Data extract |
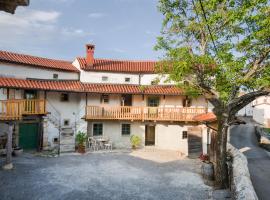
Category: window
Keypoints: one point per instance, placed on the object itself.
(64, 97)
(127, 79)
(153, 101)
(104, 78)
(55, 76)
(104, 98)
(125, 129)
(186, 102)
(66, 122)
(184, 135)
(11, 94)
(30, 94)
(153, 83)
(97, 129)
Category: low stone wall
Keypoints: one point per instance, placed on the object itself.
(242, 187)
(263, 138)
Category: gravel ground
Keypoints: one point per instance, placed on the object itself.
(101, 176)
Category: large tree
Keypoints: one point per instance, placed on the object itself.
(217, 48)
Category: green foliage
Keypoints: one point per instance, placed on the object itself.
(81, 138)
(220, 61)
(135, 141)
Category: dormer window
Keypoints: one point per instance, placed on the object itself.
(55, 76)
(104, 78)
(127, 79)
(104, 98)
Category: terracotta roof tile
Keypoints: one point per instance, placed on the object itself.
(119, 65)
(35, 61)
(207, 117)
(77, 86)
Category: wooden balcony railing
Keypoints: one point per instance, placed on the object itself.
(134, 113)
(14, 109)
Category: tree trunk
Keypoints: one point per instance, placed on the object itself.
(221, 170)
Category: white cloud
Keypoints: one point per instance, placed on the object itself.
(151, 33)
(34, 28)
(97, 15)
(117, 50)
(74, 32)
(30, 18)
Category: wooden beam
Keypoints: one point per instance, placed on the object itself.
(9, 164)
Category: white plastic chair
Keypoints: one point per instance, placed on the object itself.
(108, 145)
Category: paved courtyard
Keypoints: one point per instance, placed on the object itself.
(102, 176)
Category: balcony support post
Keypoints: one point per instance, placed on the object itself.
(9, 165)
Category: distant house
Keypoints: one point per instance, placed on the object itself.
(261, 110)
(51, 100)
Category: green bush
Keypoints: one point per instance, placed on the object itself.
(135, 141)
(81, 138)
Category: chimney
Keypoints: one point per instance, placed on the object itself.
(90, 49)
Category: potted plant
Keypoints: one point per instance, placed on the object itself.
(135, 141)
(81, 140)
(17, 151)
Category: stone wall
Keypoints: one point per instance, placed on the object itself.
(263, 138)
(242, 187)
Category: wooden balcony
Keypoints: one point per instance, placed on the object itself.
(15, 109)
(134, 113)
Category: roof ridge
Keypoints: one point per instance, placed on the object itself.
(120, 60)
(23, 54)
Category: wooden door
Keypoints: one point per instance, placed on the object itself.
(127, 99)
(28, 136)
(194, 142)
(149, 135)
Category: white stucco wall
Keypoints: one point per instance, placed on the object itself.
(112, 130)
(170, 137)
(24, 71)
(73, 110)
(146, 79)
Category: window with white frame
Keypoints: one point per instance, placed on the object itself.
(127, 79)
(64, 97)
(125, 129)
(55, 76)
(104, 78)
(97, 129)
(104, 98)
(184, 135)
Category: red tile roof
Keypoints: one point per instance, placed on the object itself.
(35, 61)
(77, 86)
(119, 65)
(206, 117)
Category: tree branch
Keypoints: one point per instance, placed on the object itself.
(256, 65)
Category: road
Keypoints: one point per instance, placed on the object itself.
(243, 137)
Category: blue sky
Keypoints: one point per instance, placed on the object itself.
(120, 29)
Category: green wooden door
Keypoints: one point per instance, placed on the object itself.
(28, 136)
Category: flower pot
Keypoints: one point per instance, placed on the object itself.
(207, 172)
(17, 151)
(81, 149)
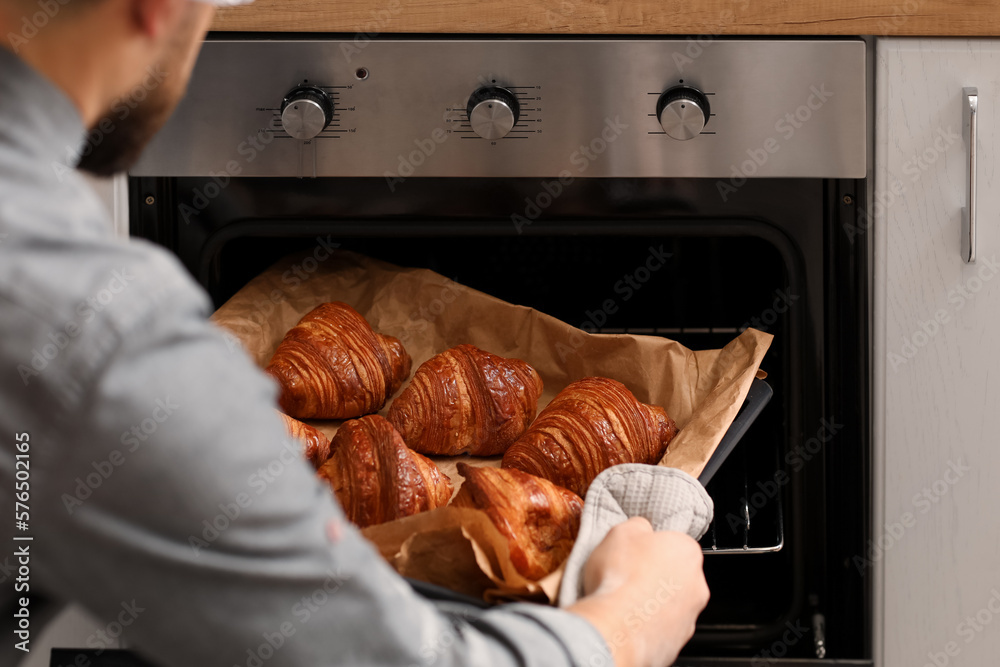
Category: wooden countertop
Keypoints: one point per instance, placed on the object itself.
(696, 17)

What is needed |
Pictures stay out; repeat all the rest of the records exactly.

Full output |
Category: window
Keypoints: one point per instance, placed on the object itself.
(64, 97)
(127, 79)
(153, 101)
(104, 78)
(55, 76)
(104, 98)
(125, 129)
(186, 102)
(66, 122)
(184, 135)
(11, 94)
(30, 94)
(153, 83)
(97, 129)
Category: low stone wall
Keypoints: one point per instance, placed on the object itself.
(242, 187)
(263, 138)
Category: gravel ground
Keypoints: one point per instance, placed on the object itself.
(101, 176)
Category: large tree
Keypoints: one point per instance, placed on the object itself.
(217, 48)
Category: green foliage
Keypoints: one point per instance, placed on the object itself.
(81, 138)
(220, 61)
(135, 141)
Category: dormer window
Keypoints: one point per instance, placed on the object itself.
(55, 76)
(104, 78)
(127, 79)
(104, 98)
Category: terracotta roof tile
Keypoints: one point per instance, placed on the object itself.
(119, 65)
(35, 61)
(207, 117)
(77, 86)
Category: wooden balcony railing
Keypoints: one point per instance, placed on the object itself.
(134, 113)
(14, 109)
Category: tree trunk
Keypoints: one point per instance, placed on the object itself.
(221, 170)
Category: white cloud
Keypoints: one point per instance, placed on the object itself.
(151, 33)
(34, 28)
(97, 15)
(117, 50)
(74, 32)
(30, 18)
Category: wooden beam
Keypoints: one point per instance, placed on the object itself.
(9, 164)
Category: white plastic chair
Keypoints: one point per instance, placed on the object itself.
(108, 145)
Category: paved courtyard
Keypoints: one point per instance, placed on the object itself.
(102, 176)
Category: balcony support post
Keypoints: one point per instance, placed on the object itself.
(9, 165)
Category: distant house
Keypoints: one point per instance, placed on the object itself.
(261, 110)
(51, 100)
Category: green bush
Keypoints: one point per instance, placed on the object itself.
(135, 141)
(81, 138)
Category: chimney
Keypoints: one point per instance, placed on the object itself.
(90, 49)
Category: potted plant
Keypoints: one point per instance, placed on the object itself.
(135, 141)
(81, 140)
(17, 151)
Category: stone wall
Keypoints: one point per instance, placed on the object itself.
(263, 138)
(242, 187)
Category: wooden balcony
Keypoints: one point per instance, placed on the object itself.
(15, 109)
(134, 113)
Category: roof ridge
Keypoints: one point per instance, placed on the object itself.
(120, 60)
(23, 54)
Category: wooden door
Keypoints: one point per instance, placed on the object itself.
(127, 99)
(28, 136)
(194, 142)
(149, 135)
Category: white stucco wall
Keypoints: one point per instance, placed on the object itself.
(112, 130)
(170, 137)
(24, 71)
(73, 110)
(146, 79)
Category: window with white frame
Keypoints: one point per instance, placed on the object itself.
(127, 79)
(64, 97)
(125, 129)
(55, 76)
(104, 78)
(97, 129)
(104, 98)
(184, 135)
Category: red tile roof
Keypoints: one point per instance, placed on the object itself.
(35, 61)
(77, 86)
(119, 65)
(206, 117)
Category: tree branch
Keypoints: one point per instance, placed on the object itself.
(256, 65)
Category: road
Keypoints: one point per instance, placed on the object itself.
(243, 137)
Category: blue sky
Keypoints: one point per instance, placed on the object itself.
(120, 29)
Category: green wooden door
Keypoints: one point per instance, placed on the object itself.
(28, 136)
Category: flower pot
Keypoints: one point per instance, placed on the object itself.
(207, 172)
(17, 151)
(81, 149)
Category: wooden countertop
Keypoints: one point per instance, placed on the object itself.
(696, 17)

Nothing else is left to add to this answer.